## Point-per-instance localization data
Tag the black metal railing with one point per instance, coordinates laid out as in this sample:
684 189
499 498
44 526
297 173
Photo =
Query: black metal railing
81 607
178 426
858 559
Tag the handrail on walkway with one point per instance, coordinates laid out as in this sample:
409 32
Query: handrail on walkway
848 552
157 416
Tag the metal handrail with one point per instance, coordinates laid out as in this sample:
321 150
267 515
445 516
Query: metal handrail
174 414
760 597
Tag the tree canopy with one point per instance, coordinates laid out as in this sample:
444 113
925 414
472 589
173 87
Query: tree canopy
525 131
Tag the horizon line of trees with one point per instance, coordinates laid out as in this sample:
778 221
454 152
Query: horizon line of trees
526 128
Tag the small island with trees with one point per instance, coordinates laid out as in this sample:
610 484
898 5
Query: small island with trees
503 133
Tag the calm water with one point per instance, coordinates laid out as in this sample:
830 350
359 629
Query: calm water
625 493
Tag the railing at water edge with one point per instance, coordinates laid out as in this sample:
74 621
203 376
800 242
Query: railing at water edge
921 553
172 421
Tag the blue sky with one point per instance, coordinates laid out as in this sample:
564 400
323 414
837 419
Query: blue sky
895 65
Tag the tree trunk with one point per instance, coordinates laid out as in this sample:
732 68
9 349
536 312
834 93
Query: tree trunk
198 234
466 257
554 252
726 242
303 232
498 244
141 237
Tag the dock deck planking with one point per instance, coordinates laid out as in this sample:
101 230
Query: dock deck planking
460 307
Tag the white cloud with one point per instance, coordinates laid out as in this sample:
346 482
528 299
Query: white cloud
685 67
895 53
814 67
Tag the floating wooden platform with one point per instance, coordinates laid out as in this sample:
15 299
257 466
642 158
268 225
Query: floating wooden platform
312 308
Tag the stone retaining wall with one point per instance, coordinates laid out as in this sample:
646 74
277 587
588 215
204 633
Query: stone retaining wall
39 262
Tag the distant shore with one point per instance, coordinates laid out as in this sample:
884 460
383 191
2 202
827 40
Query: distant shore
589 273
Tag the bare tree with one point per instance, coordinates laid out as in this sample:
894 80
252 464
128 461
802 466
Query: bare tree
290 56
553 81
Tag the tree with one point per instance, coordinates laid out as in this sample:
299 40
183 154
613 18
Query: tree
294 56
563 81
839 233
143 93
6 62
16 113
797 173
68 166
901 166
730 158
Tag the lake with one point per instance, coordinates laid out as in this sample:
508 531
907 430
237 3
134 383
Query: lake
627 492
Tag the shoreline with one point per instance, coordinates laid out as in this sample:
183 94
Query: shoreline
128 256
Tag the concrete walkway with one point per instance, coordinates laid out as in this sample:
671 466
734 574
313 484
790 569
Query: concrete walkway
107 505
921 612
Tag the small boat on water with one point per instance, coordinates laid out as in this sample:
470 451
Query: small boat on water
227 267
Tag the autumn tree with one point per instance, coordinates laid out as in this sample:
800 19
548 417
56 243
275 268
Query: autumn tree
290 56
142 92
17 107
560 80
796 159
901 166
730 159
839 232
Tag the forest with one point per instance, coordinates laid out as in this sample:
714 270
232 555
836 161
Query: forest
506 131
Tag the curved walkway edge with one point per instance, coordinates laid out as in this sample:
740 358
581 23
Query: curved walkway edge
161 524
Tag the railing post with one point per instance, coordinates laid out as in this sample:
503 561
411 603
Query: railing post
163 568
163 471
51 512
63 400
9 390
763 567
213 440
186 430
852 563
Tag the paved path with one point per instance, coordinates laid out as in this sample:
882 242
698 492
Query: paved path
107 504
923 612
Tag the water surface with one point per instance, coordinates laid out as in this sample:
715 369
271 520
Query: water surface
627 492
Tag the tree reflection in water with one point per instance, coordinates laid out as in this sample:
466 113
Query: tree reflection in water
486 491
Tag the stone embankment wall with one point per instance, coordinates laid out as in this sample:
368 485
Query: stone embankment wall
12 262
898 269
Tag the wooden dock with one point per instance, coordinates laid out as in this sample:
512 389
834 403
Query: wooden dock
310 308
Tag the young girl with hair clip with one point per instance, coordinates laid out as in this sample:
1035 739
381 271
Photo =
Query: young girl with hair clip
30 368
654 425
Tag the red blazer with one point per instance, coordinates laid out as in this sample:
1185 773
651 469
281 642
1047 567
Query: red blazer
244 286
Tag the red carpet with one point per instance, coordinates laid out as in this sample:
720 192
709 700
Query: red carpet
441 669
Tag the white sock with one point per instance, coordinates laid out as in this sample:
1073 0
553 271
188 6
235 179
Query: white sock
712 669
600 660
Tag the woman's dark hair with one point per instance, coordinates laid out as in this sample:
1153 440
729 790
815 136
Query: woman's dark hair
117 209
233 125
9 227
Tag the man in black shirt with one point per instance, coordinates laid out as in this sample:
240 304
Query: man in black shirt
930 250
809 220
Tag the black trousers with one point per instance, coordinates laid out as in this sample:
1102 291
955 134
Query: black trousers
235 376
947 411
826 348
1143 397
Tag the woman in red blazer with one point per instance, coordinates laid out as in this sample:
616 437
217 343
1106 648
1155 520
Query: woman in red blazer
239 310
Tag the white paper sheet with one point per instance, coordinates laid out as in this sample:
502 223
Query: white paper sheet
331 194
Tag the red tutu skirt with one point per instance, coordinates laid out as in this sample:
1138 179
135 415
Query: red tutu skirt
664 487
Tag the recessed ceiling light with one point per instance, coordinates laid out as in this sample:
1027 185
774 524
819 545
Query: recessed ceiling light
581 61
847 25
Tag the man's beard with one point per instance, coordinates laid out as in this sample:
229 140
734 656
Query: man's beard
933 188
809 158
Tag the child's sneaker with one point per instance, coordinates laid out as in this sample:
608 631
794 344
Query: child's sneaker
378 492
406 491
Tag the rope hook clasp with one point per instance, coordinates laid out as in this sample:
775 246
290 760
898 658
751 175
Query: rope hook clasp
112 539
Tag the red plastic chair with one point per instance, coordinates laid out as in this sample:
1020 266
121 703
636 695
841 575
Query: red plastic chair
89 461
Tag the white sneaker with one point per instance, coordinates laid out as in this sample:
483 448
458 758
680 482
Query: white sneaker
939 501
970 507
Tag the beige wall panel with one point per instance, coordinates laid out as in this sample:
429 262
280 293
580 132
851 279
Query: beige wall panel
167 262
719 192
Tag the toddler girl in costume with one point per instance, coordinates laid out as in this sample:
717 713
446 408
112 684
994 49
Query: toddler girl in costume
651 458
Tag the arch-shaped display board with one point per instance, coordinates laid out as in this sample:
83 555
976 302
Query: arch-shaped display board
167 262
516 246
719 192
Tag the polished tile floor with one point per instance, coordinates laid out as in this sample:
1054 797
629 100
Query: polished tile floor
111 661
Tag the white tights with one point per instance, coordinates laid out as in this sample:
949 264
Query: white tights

## Task item
Scan the entries above for the word "tights". Report the lines that hold it.

## Solution below
Tag the white tights with one point per instance, coordinates laid out as in this sample:
Query: white tights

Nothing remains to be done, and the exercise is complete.